WHAT YOU NEED TO DO -> Please write out every line of the material below again, requests included. Scale each point coordinate in the answers by 0.65, rounding to whole numbers with halves going up.

EXERCISE INPUT ->
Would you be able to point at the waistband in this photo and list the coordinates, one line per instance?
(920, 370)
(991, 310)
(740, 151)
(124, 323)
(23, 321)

RESPONSE TO THIS TASK ->
Would you be able to point at the waistband in this photo and list the coordinates, one line per instance?
(598, 241)
(644, 202)
(481, 98)
(81, 210)
(15, 209)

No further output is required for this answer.